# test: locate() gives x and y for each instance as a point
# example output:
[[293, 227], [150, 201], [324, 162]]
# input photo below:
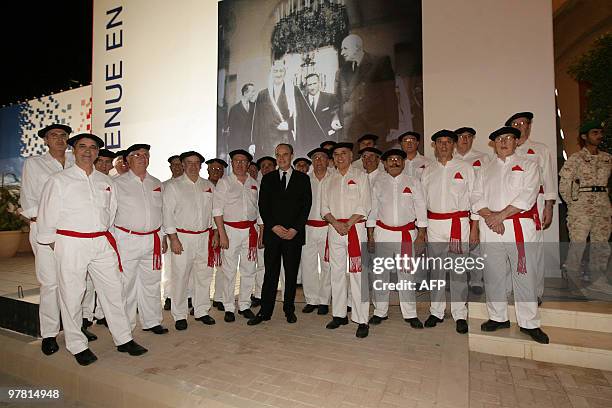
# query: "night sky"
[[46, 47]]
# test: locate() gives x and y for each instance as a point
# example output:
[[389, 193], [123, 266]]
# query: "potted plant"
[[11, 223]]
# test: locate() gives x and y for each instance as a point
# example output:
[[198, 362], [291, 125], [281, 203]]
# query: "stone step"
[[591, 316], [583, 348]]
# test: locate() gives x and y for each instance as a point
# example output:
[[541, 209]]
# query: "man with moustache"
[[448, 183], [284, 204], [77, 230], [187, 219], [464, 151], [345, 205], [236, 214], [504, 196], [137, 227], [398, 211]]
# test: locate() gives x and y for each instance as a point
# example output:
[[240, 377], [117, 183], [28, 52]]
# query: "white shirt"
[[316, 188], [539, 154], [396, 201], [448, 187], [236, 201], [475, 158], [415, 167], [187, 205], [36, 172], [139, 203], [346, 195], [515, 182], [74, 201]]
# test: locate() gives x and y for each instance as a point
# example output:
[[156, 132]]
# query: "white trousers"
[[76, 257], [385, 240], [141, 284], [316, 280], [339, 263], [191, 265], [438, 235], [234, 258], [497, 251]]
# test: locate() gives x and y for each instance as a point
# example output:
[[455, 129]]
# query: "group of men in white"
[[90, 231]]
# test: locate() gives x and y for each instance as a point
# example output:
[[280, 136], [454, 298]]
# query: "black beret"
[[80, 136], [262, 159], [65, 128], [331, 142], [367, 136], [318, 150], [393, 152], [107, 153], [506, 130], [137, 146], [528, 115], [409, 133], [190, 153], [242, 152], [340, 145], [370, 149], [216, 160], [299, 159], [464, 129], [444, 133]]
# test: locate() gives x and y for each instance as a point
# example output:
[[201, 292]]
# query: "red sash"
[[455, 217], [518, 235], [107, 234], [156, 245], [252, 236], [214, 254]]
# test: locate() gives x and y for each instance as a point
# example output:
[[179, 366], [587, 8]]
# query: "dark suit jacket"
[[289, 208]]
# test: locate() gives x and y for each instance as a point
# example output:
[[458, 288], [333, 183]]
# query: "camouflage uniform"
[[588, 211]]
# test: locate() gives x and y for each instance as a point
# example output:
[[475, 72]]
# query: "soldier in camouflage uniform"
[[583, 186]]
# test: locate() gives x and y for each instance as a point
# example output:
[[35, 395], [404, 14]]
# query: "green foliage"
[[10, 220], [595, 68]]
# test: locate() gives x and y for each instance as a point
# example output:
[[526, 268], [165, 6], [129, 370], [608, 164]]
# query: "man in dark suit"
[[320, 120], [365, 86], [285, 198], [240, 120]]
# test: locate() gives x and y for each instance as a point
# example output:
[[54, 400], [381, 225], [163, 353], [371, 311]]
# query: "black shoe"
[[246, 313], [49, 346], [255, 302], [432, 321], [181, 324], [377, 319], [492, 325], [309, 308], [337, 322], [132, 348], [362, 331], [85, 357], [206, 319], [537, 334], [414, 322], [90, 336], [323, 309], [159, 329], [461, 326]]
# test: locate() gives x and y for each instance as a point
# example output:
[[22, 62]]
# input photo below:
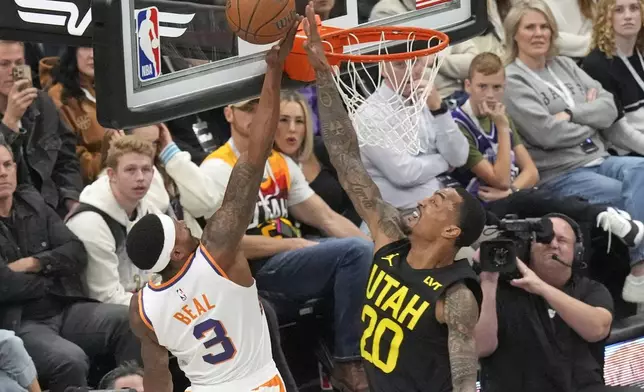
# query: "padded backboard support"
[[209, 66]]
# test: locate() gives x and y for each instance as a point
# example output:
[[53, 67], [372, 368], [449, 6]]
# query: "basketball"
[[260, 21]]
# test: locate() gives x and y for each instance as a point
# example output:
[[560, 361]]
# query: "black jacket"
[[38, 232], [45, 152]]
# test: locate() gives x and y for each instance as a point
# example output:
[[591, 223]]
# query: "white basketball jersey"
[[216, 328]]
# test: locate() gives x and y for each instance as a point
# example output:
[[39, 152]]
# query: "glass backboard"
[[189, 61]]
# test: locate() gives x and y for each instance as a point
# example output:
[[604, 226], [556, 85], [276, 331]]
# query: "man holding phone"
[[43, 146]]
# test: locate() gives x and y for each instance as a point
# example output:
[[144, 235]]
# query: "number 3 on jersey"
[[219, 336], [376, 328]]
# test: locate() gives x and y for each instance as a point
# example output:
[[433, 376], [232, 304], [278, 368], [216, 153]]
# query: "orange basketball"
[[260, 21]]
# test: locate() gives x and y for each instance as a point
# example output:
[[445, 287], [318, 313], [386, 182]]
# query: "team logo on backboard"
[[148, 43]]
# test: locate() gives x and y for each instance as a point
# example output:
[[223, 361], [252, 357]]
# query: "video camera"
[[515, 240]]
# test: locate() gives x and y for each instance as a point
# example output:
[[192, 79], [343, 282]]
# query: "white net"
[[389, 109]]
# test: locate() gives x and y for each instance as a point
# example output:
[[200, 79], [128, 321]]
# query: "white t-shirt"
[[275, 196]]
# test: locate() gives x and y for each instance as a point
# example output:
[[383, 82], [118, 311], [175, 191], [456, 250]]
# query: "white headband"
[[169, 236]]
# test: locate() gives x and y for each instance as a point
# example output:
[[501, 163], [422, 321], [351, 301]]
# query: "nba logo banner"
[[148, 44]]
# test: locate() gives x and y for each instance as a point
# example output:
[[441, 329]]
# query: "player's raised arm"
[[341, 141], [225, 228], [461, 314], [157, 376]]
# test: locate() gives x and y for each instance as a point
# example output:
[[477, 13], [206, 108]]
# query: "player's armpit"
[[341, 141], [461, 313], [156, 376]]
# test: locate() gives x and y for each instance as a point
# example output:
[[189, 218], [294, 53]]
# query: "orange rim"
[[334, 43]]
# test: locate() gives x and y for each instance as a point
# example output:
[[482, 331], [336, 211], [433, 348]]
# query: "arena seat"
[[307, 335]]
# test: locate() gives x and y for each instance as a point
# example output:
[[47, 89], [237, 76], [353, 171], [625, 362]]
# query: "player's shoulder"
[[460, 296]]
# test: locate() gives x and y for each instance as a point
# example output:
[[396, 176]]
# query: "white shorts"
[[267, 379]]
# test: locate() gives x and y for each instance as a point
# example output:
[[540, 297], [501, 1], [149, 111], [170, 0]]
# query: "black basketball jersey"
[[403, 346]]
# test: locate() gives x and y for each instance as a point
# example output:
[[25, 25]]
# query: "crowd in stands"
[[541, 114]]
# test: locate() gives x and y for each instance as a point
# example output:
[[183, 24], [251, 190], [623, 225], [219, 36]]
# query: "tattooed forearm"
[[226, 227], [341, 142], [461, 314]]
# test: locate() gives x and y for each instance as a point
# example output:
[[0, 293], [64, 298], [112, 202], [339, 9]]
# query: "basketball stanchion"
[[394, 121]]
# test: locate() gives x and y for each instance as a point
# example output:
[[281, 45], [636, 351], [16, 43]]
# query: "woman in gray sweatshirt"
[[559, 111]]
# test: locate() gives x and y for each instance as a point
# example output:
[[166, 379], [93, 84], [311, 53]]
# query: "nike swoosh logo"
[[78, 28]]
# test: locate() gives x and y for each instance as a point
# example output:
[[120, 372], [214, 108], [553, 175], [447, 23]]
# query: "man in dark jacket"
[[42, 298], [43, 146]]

[What is needed]
When you return the records, keep every word unchanged and drop the pictures.

[Result]
# test: locate() gives x and y for each instance as a point
# example output:
[[293, 227], [150, 201], [324, 162]]
# input photo below:
# query: "night sky"
[[46, 47]]
# test: locate() gives x and y for each instance as a point
# example output:
[[389, 193], [123, 266]]
# query: "potted plant"
[[11, 223]]
# test: locate() gives x and y for each instance as a point
# example output:
[[198, 362], [291, 125], [281, 203]]
# query: "stone step"
[[591, 316], [583, 348]]
# test: locate() gives x and y for each instance as a point
# example output:
[[541, 209]]
# query: "man with moustache"
[[448, 183], [284, 204], [77, 230], [187, 219], [464, 151], [345, 205], [236, 214], [504, 196], [137, 227], [398, 211]]
# test: locate() gives x and y for each instance as a point
# example output:
[[240, 377], [117, 183], [28, 52]]
# query: "white shirt"
[[316, 188], [539, 154], [396, 201], [448, 187], [236, 201], [475, 158], [415, 167], [187, 205], [36, 172], [139, 203], [346, 195], [515, 182], [74, 201]]
# test: locate() gives x and y for each instance as a point
# example output:
[[156, 132]]
# query: "white trousers"
[[76, 257], [385, 240], [141, 284], [316, 280], [339, 263], [191, 265], [438, 235], [234, 258], [497, 251]]
# test: locate() gives x and y for each instance as a point
# example output:
[[455, 129]]
# query: "group of men in white"
[[90, 231]]
# test: locate() gives x and y for each instance as a point
# example output:
[[280, 136], [454, 298]]
# query: "black beret"
[[80, 136], [262, 159], [65, 128], [331, 142], [367, 136], [318, 150], [393, 152], [107, 153], [506, 130], [137, 146], [528, 115], [409, 133], [190, 153], [242, 152], [340, 145], [370, 149], [216, 160], [299, 159], [464, 129], [444, 133]]
# test: locate() gives x and y for each instance as a point
# example output:
[[201, 292]]
# query: "red sash"
[[455, 217], [518, 235], [107, 234], [156, 245], [252, 236], [214, 254]]
# test: locate() gives x and y for each instance as a point
# example output:
[[179, 366], [587, 8]]
# query: "dark suit jacket"
[[289, 208]]
# test: locate() gives x and y for each instance as a point
# example output:
[[458, 288], [333, 183]]
# query: "camouflage uniform"
[[588, 211]]
# test: locate() gives x and y for each instance as a point
# example output:
[[475, 72]]
# query: "soldier in camouflage uniform"
[[583, 186]]
# test: locate() gives x and y for each instance as a point
# example output:
[[35, 395], [404, 14]]
# query: "green foliage"
[[10, 220], [595, 68]]
# test: locate() gives x and y for each instance as a point
# example output:
[[526, 268], [165, 6], [129, 370], [608, 164]]
# query: "man in dark suit"
[[320, 120], [365, 86], [285, 198], [240, 120]]
# test: locate() gives x and y for each instance as a point
# example output:
[[54, 400], [381, 225], [163, 353], [371, 311]]
# query: "black shoe"
[[246, 313], [49, 346], [255, 302], [432, 321], [181, 324], [377, 319], [492, 325], [309, 308], [337, 322], [132, 348], [362, 331], [85, 357], [206, 319], [537, 334], [414, 322], [90, 336], [323, 309], [159, 329], [461, 326]]
# test: locate() gives x and y for each instance as a point
# example output:
[[22, 62]]
# input photo below:
# query: "padded backboard support"
[[209, 66]]
# test: locate() gives x and y for each instance as a point
# example output:
[[53, 67], [372, 368], [449, 6]]
# query: "basketball"
[[260, 21]]
# test: locate() gives x and y for each instance as a point
# example output:
[[560, 361]]
# query: "black jacket"
[[38, 232], [45, 152]]
# test: locate() gives x and y for each instance as a point
# example output:
[[591, 223]]
# query: "white basketball jersey"
[[216, 328]]
# test: locate() gives x and y for each instance as a point
# example output:
[[39, 152]]
# query: "glass backboard"
[[189, 61]]
# test: locate() gives x and y for each instance as a point
# example output:
[[604, 226], [556, 85], [276, 331]]
# query: "man holding phone"
[[43, 146]]
# test: locate() gives x and y for each instance as a point
# example output:
[[144, 235]]
# query: "number 3 on jersey"
[[219, 336], [376, 328]]
# test: locate() gives x and y for each instance as a point
# example output:
[[433, 376], [232, 304], [278, 368], [216, 153]]
# query: "orange basketball"
[[260, 21]]
# test: locate() gives x and y for each instance as a point
# example output:
[[445, 287], [318, 313], [386, 182]]
# query: "team logo on backboard"
[[148, 43]]
# test: locate() gives x and y for each instance as a point
# example output:
[[223, 361], [252, 357]]
# query: "video camera"
[[515, 240]]
# test: locate() gives x and y for each instance as a point
# example output:
[[192, 79], [343, 282]]
# query: "white net"
[[389, 109]]
# test: locate() gives x and y for each instance as a point
# example output:
[[200, 79], [128, 321]]
# query: "white t-shirt"
[[275, 196]]
# test: locate() gives x and y for each instance as a point
# example output:
[[383, 82], [118, 311], [175, 191], [456, 250]]
# query: "white headband"
[[169, 236]]
# test: locate() gives x and y for each instance as a point
# example output:
[[501, 163], [422, 321], [351, 301]]
# query: "nba logo banner"
[[148, 44]]
# test: locate() gives x and y for each instance as a point
# example output:
[[441, 329]]
# query: "player's raised arm"
[[341, 141], [225, 228], [461, 314], [157, 376]]
# test: locate() gives x and y for each instance as a point
# example output:
[[477, 13], [206, 108]]
# query: "player's armpit"
[[341, 141], [461, 313], [156, 376]]
# test: locate() gives x and y for each instance as a point
# example output:
[[189, 218], [294, 53]]
# query: "orange rim"
[[334, 43]]
# test: locate() gives x and y for each instance as a point
# example output:
[[482, 331], [336, 211], [433, 348]]
# query: "arena seat"
[[307, 335]]
# test: locate() gives x and y for each instance as a point
# example output:
[[47, 89], [237, 76], [353, 171], [625, 362]]
# query: "player's shoulder"
[[460, 296]]
# test: locate() gives x and y for each instance as a point
# example output:
[[396, 176]]
# query: "white shorts"
[[267, 379]]
# test: locate() gives x and y for each instance as a point
# example output:
[[540, 297], [501, 1], [149, 111], [170, 0]]
# query: "black basketball jersey"
[[403, 346]]
# test: locate() gives x and y for each instance as a point
# example output:
[[25, 25]]
# query: "crowd in stands"
[[541, 114]]
# test: locate() gives x and y for each instance as a point
# example output:
[[183, 24], [251, 190], [623, 225], [219, 36]]
# query: "tattooed forearm"
[[226, 227], [341, 142], [461, 314]]
# test: locate() gives x and y for each instance as a point
# example output:
[[0, 293], [64, 298], [112, 202], [339, 9]]
# query: "basketball stanchion"
[[394, 121]]
# test: locate() gives x and y for each instance as a point
# example output:
[[281, 45], [636, 351], [16, 43]]
# query: "woman in gray sweatshirt"
[[559, 111]]
# test: locate() gives x and y for each instance as a point
# example output:
[[166, 379], [93, 84], [311, 53]]
# query: "nike swoosh logo"
[[78, 28]]
# test: locate() gives x and y for each instance as a point
# example output:
[[120, 372], [214, 108], [553, 175], [447, 23]]
# query: "man in dark jacket"
[[42, 298], [43, 146]]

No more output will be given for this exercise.